Records from a collection:

+--

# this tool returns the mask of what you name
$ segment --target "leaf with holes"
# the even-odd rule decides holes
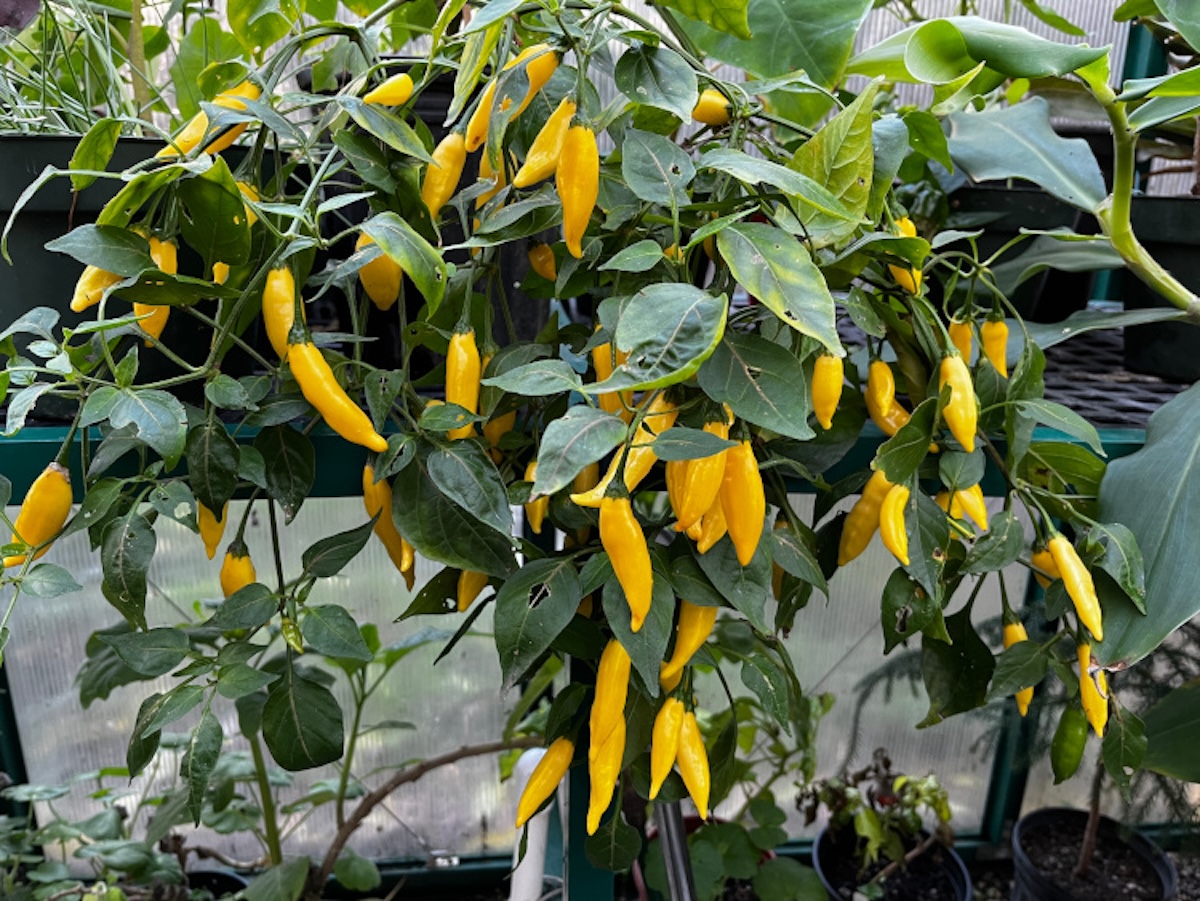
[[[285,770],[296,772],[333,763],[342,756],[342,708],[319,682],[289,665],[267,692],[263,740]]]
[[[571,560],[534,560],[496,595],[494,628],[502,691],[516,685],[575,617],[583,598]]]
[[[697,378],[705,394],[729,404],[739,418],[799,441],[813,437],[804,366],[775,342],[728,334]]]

+--

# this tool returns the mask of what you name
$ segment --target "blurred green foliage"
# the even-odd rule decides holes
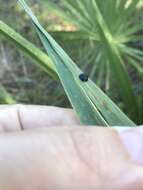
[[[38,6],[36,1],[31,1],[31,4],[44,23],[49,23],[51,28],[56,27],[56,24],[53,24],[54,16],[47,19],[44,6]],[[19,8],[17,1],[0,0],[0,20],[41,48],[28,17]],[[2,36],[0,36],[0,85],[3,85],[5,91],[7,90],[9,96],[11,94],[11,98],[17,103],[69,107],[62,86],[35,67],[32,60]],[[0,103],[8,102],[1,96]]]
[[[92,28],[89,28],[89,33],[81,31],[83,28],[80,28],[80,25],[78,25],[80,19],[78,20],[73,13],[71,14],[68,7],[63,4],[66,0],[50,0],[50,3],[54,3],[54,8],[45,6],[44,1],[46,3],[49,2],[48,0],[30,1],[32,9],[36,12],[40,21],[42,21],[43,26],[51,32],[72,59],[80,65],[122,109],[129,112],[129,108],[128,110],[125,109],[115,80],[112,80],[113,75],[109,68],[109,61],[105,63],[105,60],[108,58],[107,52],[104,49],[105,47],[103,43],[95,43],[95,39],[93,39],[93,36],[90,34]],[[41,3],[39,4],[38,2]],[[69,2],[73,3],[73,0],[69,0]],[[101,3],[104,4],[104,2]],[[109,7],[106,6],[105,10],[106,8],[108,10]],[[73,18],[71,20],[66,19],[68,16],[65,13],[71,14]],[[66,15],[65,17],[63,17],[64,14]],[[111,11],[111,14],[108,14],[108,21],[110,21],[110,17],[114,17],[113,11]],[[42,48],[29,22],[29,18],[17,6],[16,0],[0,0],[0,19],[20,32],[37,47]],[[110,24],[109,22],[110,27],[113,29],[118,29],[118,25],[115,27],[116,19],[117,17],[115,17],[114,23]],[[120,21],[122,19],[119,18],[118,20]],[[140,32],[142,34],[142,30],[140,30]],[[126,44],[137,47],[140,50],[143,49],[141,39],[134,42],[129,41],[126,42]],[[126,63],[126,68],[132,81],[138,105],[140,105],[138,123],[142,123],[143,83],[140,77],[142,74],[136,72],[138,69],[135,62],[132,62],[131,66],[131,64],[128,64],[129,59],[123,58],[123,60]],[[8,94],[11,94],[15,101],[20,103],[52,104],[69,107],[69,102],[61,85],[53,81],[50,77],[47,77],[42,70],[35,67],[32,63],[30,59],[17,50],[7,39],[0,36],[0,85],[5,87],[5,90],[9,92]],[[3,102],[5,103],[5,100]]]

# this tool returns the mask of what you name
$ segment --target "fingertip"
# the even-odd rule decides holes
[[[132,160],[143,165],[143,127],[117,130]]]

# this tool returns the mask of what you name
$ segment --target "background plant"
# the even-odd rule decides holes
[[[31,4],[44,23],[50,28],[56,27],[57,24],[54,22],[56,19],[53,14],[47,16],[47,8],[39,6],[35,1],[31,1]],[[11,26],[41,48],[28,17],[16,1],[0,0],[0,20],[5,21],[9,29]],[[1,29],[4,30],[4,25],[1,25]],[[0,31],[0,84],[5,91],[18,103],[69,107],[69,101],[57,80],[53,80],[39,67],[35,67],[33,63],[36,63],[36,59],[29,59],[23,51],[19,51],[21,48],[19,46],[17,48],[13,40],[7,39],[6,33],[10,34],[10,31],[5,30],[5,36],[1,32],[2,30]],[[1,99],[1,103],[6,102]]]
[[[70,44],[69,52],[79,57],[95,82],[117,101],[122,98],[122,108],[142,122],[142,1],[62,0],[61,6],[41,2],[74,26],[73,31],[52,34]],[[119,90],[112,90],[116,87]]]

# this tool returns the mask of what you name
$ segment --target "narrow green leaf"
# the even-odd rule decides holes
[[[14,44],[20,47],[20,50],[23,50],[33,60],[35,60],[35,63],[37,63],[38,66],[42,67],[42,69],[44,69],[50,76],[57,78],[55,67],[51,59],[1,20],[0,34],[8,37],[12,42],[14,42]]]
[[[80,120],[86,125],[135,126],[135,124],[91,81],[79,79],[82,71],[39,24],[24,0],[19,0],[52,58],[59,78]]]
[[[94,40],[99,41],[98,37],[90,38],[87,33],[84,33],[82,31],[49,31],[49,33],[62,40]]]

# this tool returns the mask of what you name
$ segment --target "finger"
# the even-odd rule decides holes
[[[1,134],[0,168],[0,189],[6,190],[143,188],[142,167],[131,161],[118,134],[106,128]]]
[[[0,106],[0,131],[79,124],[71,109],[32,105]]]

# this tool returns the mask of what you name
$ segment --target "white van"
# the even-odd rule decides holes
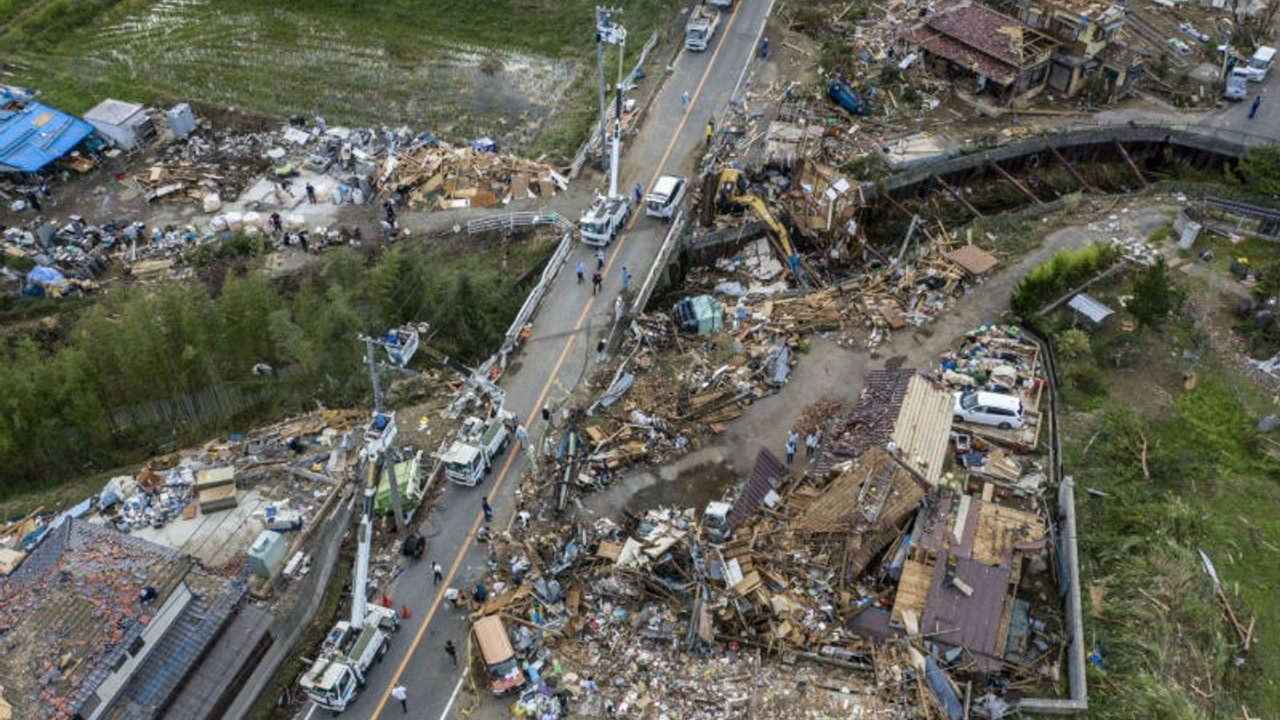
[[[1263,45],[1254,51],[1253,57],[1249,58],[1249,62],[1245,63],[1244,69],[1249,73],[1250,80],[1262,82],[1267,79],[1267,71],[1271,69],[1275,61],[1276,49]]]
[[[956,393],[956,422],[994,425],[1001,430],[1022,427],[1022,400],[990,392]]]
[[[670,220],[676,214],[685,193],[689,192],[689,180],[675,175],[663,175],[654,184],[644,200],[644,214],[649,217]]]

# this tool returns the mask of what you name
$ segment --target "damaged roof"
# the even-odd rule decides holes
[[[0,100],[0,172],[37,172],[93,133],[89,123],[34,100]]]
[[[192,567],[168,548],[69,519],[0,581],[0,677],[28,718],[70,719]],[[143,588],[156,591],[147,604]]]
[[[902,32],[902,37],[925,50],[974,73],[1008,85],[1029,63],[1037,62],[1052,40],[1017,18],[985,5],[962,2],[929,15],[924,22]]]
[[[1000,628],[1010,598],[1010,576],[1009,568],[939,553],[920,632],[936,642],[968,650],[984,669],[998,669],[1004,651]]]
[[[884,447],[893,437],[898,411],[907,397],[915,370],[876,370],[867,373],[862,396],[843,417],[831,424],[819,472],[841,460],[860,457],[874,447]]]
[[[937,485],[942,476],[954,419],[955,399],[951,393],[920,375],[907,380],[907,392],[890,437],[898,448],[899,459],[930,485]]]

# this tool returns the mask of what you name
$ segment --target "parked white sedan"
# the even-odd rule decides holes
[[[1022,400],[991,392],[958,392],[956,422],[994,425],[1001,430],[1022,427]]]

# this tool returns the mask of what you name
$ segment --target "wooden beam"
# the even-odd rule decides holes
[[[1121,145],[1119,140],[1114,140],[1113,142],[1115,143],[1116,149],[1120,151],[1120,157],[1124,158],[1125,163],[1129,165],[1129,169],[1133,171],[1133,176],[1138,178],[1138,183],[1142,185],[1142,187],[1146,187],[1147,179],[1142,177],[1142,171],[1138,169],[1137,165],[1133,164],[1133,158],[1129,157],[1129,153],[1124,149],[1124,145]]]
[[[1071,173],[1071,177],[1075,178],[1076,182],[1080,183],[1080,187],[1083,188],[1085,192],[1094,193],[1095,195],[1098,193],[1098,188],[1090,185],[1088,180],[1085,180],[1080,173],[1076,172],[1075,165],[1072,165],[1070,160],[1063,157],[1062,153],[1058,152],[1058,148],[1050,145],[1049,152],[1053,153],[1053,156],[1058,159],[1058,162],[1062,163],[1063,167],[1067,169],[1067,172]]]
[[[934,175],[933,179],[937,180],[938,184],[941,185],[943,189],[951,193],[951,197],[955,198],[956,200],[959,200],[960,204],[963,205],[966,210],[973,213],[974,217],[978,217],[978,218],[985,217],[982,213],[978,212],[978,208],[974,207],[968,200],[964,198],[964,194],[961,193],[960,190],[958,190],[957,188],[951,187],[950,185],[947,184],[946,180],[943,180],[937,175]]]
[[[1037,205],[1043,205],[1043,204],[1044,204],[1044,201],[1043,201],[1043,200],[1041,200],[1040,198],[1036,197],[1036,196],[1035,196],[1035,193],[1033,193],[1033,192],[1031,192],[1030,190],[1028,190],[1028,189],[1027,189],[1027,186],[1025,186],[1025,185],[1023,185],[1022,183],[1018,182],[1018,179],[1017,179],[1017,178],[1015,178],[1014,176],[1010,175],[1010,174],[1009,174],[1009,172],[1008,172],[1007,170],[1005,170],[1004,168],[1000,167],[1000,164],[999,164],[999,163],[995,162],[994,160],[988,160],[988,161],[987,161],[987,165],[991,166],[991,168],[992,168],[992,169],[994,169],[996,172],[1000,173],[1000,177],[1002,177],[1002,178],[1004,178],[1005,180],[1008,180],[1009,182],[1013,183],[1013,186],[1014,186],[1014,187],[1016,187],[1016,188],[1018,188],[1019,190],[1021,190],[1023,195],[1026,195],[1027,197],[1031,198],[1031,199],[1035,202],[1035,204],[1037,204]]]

+--

WHAT THE TASK ASKS
The answer should be a bare number: the count of lines above in which the word "white" occurs.

ANSWER SPACE
2